§ **Short task**
From the records below, pick out and copy every line that contains the word "construction". Case counts, so match capitals exactly.

§ **Extracted data**

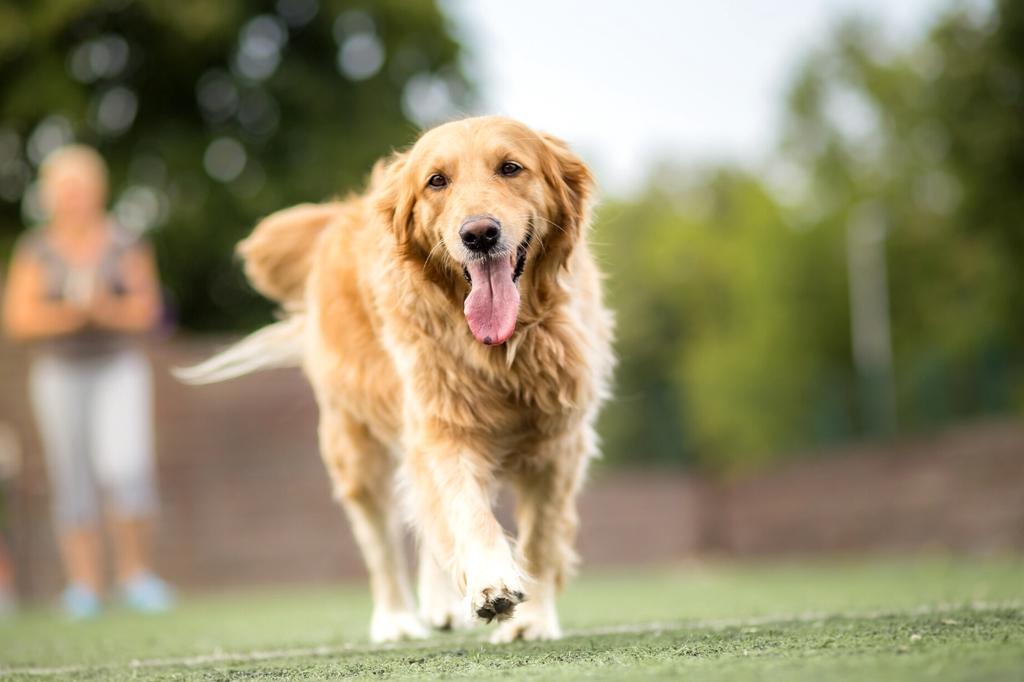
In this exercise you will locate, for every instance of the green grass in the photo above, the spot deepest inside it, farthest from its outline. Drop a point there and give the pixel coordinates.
(893, 620)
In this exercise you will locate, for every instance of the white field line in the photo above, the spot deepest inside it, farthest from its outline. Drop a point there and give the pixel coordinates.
(655, 628)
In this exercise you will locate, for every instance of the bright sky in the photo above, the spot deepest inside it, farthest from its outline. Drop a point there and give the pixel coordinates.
(632, 81)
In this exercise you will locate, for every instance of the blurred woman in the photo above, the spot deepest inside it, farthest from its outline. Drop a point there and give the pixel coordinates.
(82, 291)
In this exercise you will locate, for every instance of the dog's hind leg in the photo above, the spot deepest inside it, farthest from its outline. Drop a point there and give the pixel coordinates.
(363, 472)
(440, 603)
(547, 521)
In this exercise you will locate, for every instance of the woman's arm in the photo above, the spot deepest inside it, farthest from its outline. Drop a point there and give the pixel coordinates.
(138, 308)
(27, 312)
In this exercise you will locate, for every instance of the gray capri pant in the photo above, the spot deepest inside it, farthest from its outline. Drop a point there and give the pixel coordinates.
(95, 418)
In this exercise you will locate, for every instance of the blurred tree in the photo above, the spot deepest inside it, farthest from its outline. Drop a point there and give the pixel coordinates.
(733, 293)
(732, 332)
(214, 114)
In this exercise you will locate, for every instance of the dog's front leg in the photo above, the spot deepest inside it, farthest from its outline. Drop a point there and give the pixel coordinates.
(547, 486)
(452, 506)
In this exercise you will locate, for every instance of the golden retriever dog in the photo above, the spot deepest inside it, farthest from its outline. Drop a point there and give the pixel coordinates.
(451, 322)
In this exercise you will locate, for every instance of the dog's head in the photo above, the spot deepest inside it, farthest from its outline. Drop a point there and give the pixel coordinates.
(486, 200)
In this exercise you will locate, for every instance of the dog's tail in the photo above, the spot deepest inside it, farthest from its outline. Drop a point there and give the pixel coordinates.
(276, 345)
(278, 259)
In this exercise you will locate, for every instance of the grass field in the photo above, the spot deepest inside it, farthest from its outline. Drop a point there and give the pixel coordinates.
(920, 620)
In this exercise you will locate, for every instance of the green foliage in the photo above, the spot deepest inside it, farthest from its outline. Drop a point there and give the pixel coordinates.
(736, 317)
(259, 76)
(732, 292)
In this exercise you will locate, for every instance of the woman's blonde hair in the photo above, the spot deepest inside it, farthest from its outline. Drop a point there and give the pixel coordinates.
(70, 155)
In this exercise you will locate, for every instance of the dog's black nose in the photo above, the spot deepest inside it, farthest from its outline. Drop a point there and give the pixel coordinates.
(480, 232)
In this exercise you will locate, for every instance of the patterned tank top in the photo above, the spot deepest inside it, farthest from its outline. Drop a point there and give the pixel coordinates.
(74, 284)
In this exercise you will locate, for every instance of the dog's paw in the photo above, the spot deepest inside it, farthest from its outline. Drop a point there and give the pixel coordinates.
(496, 601)
(387, 626)
(530, 624)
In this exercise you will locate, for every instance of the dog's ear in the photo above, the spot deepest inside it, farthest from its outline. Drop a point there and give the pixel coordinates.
(571, 187)
(393, 197)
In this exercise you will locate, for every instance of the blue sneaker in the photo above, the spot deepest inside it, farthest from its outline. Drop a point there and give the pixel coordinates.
(147, 594)
(80, 602)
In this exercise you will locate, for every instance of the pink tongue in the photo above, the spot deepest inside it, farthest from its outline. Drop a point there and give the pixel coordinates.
(493, 304)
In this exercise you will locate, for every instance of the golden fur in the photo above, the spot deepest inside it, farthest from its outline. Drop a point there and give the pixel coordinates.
(406, 391)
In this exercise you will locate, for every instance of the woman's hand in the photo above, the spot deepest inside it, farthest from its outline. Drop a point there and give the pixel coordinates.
(138, 308)
(28, 313)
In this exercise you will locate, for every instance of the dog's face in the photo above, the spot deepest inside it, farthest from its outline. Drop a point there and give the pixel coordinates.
(485, 199)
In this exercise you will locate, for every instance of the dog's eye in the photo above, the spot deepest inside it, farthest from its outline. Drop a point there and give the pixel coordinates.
(510, 168)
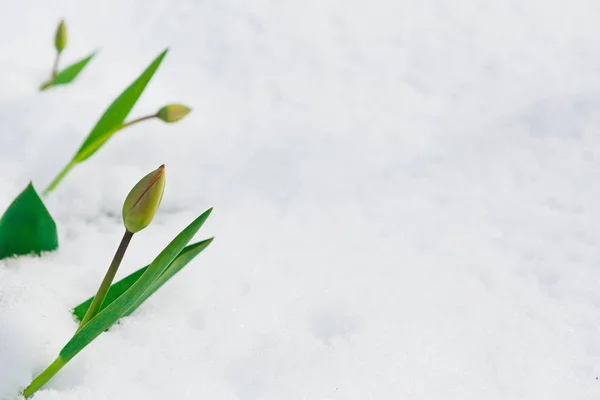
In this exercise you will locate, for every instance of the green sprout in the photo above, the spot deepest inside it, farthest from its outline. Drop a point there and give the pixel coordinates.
(128, 294)
(113, 120)
(71, 72)
(138, 211)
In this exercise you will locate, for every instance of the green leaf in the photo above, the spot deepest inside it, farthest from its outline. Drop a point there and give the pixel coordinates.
(128, 300)
(186, 255)
(118, 288)
(68, 74)
(27, 227)
(115, 115)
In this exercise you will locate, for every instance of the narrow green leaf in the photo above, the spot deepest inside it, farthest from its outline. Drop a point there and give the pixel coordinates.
(115, 115)
(68, 74)
(127, 300)
(118, 288)
(27, 227)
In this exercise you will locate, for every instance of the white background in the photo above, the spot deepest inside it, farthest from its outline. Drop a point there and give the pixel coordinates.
(407, 198)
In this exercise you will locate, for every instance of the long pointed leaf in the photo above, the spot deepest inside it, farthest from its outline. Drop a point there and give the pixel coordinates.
(127, 300)
(118, 288)
(71, 72)
(27, 227)
(116, 113)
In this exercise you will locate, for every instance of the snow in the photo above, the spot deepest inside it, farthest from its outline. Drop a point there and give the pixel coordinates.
(406, 198)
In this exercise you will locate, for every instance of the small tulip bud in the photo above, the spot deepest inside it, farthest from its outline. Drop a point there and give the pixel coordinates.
(173, 112)
(143, 200)
(60, 41)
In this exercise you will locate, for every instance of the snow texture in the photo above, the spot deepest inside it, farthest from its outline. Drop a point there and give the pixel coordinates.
(406, 193)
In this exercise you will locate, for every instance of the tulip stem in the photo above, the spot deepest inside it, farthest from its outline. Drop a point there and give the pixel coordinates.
(107, 281)
(44, 377)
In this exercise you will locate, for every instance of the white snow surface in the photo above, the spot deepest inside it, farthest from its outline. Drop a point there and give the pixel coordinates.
(406, 198)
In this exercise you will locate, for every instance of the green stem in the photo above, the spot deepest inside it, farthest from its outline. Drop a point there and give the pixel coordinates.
(135, 121)
(44, 377)
(59, 178)
(107, 281)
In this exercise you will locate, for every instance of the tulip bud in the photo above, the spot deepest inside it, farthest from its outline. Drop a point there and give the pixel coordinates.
(60, 41)
(173, 112)
(143, 200)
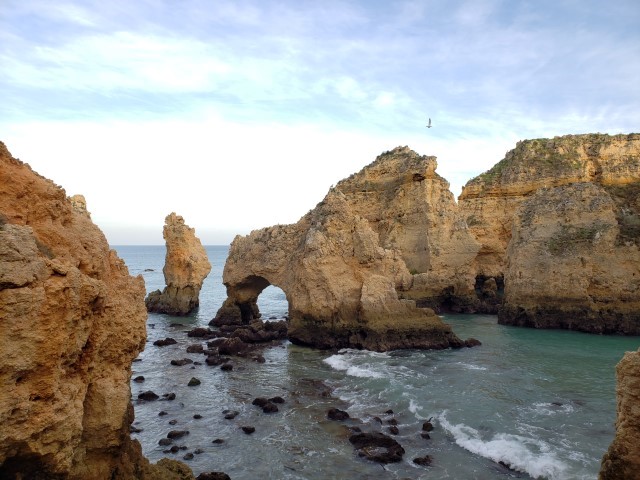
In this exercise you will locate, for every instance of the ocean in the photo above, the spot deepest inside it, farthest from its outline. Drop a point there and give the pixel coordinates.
(525, 404)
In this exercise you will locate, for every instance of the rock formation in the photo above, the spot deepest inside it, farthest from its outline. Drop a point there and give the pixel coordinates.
(559, 220)
(622, 460)
(73, 319)
(343, 263)
(186, 266)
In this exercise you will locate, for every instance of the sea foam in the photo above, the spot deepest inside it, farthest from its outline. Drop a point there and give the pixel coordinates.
(519, 453)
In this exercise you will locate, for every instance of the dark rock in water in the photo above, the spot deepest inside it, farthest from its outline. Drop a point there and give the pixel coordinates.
(377, 447)
(195, 348)
(423, 461)
(270, 408)
(260, 401)
(180, 363)
(427, 426)
(213, 476)
(200, 332)
(148, 395)
(165, 342)
(337, 414)
(472, 342)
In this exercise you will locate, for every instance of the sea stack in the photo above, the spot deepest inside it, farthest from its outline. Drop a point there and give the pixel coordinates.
(622, 460)
(186, 266)
(73, 319)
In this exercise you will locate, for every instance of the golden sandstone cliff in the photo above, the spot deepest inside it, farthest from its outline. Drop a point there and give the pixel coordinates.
(186, 266)
(73, 319)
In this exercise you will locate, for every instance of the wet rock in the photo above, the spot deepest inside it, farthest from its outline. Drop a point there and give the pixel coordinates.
(377, 447)
(270, 408)
(423, 461)
(337, 414)
(213, 476)
(200, 332)
(195, 348)
(472, 342)
(230, 414)
(260, 401)
(180, 363)
(165, 342)
(148, 396)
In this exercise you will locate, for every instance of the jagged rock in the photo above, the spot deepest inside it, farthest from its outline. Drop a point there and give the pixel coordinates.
(339, 277)
(186, 266)
(73, 321)
(622, 460)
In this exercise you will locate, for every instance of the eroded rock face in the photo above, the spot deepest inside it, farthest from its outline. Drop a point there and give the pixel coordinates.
(186, 266)
(622, 460)
(340, 280)
(73, 319)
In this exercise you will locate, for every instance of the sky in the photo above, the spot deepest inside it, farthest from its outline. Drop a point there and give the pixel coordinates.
(240, 115)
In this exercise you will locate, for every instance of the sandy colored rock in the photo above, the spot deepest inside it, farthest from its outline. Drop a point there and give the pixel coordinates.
(186, 266)
(340, 279)
(73, 319)
(622, 460)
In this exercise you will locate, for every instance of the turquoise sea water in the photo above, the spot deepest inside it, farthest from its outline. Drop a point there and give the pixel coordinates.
(540, 401)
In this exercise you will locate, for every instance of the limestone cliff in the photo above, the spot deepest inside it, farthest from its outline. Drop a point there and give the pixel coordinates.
(73, 319)
(343, 263)
(559, 219)
(186, 266)
(622, 460)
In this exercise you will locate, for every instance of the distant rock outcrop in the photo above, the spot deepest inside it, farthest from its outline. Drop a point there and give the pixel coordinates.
(622, 460)
(186, 266)
(342, 265)
(559, 224)
(73, 319)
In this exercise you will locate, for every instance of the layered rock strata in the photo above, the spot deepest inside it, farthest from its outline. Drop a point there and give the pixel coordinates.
(622, 460)
(559, 223)
(73, 319)
(186, 266)
(340, 278)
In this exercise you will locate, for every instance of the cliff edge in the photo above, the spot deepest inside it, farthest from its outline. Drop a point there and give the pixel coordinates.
(73, 319)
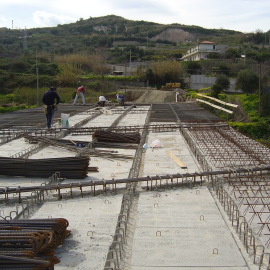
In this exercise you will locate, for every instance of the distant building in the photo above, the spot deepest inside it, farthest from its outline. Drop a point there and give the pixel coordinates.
(201, 50)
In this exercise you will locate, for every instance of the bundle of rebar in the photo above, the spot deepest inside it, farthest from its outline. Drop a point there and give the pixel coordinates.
(30, 244)
(116, 137)
(69, 167)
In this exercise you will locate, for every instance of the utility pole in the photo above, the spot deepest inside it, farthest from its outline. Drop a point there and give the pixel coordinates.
(37, 78)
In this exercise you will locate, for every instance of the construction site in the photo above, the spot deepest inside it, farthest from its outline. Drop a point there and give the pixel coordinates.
(145, 186)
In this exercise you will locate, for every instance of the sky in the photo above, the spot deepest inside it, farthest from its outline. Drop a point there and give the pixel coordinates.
(240, 15)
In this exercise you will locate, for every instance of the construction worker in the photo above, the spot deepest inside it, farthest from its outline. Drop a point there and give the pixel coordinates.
(121, 99)
(80, 91)
(50, 100)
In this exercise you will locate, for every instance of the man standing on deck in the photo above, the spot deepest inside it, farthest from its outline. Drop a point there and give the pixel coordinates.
(50, 100)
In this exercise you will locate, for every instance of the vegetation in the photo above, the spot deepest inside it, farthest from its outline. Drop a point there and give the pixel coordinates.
(69, 55)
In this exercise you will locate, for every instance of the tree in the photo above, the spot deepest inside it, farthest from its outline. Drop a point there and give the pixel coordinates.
(223, 82)
(247, 81)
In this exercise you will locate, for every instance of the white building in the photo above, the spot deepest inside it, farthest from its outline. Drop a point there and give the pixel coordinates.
(201, 50)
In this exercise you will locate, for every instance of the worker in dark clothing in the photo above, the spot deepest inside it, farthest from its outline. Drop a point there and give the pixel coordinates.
(50, 100)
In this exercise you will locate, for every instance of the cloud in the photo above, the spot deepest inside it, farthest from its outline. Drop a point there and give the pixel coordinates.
(46, 19)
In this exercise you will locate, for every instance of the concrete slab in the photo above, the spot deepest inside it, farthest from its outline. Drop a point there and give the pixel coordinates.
(92, 224)
(183, 229)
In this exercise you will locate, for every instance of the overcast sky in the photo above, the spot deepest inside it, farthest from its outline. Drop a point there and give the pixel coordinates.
(239, 15)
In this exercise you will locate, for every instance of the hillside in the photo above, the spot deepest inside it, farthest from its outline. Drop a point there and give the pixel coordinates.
(86, 35)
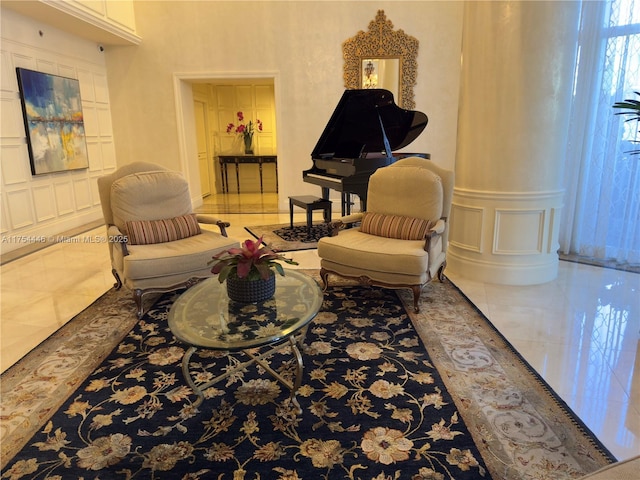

§ **Output for this exercise**
In this exercise you will locate, for every instance of the construction site in the photo above, the spot deepest inside it, farthest from its outline. Drop a point there and give the pixel coordinates.
In this exercise you will locate, for every instance of the construction worker in the photo above, the spot deepest inside it, farthest from its outline. Drop a point there and give the pixel coordinates.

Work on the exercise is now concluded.